## 已存数据行:

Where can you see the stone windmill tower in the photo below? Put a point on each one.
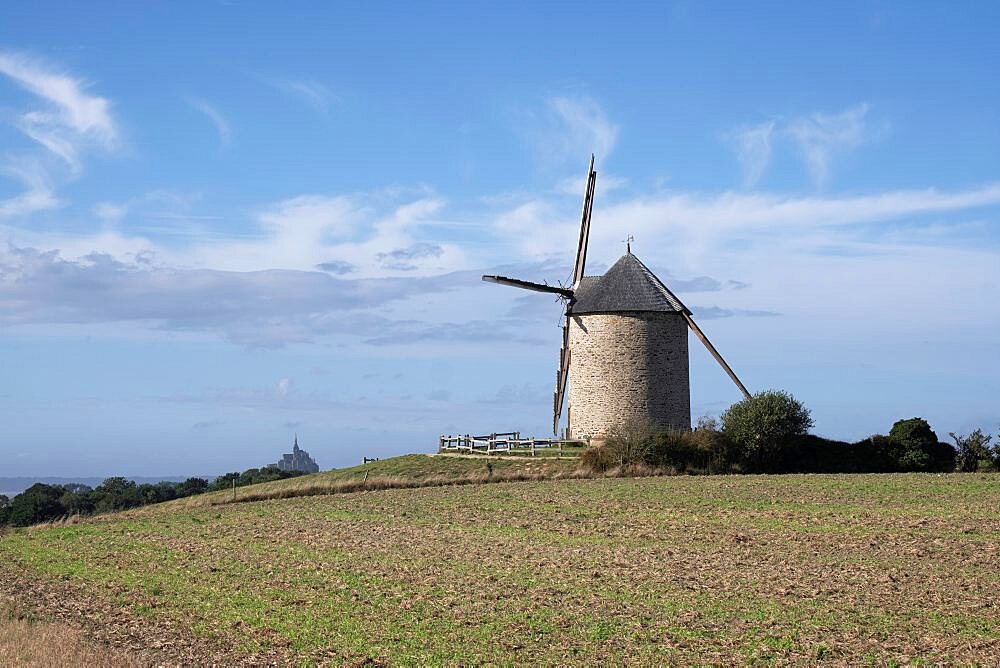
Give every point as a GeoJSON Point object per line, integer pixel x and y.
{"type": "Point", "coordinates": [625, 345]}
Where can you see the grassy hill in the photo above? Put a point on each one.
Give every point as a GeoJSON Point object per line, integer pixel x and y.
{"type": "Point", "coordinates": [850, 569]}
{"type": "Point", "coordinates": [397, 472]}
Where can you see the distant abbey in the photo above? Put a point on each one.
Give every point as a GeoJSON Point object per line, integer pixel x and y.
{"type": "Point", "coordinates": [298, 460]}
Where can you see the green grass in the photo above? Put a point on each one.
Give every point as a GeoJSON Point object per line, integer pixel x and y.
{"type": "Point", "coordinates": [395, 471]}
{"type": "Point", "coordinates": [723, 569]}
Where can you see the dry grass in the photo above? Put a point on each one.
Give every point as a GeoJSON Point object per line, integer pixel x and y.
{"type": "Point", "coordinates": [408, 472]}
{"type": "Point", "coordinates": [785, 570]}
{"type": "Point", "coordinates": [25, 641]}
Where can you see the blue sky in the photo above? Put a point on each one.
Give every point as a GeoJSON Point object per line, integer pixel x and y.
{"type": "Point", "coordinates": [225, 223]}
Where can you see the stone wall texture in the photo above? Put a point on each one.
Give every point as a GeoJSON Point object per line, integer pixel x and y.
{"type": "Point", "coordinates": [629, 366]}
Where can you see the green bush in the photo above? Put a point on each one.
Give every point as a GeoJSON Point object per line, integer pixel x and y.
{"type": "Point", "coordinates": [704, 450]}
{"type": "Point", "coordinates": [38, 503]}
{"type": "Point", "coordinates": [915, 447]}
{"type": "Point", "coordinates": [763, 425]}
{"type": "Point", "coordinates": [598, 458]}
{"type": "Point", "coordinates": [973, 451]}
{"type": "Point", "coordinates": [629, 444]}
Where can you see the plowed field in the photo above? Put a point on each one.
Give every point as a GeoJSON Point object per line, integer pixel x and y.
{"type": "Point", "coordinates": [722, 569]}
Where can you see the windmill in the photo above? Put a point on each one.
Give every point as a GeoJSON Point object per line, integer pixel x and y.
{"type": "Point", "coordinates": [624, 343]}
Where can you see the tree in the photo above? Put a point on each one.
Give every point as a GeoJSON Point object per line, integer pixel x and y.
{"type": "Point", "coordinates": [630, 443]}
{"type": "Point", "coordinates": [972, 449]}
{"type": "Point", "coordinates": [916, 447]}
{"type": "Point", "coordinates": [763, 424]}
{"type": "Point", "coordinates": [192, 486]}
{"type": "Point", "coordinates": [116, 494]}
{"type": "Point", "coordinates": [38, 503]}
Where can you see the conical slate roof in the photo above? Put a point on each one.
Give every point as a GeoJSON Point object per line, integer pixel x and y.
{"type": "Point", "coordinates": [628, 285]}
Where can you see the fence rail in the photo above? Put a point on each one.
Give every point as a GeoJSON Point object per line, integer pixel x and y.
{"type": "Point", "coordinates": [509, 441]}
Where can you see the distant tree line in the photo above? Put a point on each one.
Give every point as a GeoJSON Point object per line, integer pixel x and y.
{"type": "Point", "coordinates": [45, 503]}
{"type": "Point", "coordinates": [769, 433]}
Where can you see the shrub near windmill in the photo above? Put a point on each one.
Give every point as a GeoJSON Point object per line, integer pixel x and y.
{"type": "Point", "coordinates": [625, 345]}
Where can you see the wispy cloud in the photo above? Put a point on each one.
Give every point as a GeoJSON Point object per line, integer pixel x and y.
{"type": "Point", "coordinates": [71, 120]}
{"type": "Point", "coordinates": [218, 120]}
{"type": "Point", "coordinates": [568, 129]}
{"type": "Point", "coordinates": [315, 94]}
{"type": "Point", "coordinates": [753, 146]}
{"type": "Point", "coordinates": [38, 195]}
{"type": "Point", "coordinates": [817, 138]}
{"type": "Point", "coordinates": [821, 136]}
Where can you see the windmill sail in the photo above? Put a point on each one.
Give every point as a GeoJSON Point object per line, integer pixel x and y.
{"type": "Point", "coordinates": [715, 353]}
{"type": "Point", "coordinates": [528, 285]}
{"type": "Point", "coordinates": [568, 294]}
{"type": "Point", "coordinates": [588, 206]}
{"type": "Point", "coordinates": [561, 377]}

---

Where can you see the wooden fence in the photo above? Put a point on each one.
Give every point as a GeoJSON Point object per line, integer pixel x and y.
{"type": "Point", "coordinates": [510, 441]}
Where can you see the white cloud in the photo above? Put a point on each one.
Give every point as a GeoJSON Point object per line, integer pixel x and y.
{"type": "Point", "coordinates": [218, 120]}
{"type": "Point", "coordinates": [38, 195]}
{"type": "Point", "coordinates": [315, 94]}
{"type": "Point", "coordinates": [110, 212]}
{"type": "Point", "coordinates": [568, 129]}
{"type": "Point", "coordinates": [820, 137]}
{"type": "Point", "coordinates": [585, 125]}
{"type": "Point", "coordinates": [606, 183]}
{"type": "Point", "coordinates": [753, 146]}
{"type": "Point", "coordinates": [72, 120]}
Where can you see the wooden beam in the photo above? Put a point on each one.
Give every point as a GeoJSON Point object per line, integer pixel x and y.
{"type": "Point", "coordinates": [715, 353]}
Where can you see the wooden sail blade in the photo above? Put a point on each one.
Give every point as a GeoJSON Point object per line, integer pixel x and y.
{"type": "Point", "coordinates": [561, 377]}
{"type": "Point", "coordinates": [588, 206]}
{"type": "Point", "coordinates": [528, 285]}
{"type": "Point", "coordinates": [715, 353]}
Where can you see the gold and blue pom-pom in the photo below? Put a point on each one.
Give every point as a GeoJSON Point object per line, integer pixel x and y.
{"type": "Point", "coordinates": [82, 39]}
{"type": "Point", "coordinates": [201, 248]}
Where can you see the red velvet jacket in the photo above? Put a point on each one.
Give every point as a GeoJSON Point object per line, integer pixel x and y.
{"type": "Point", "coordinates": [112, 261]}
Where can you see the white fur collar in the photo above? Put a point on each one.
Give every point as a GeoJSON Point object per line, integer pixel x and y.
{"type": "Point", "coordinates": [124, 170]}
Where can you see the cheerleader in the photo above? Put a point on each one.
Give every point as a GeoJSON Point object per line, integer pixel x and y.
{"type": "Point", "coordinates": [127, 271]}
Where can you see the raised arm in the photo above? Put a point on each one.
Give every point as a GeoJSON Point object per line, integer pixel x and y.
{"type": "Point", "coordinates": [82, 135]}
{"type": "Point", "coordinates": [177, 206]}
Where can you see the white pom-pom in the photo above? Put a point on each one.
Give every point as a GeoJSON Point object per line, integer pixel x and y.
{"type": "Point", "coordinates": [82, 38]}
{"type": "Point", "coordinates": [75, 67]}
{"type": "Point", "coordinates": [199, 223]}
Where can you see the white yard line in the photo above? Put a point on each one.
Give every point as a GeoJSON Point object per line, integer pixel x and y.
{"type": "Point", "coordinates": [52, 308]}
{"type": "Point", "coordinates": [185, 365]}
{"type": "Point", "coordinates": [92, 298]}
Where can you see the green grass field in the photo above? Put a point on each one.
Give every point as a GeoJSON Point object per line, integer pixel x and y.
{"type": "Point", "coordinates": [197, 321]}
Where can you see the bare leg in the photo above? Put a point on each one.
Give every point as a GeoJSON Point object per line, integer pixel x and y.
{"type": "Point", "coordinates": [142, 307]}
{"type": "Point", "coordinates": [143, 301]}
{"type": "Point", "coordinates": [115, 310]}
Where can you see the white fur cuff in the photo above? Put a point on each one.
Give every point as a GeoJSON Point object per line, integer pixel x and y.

## 待完成:
上面的行中有几行含有字符串“fence”？只写出这个数字。

## 答复:
2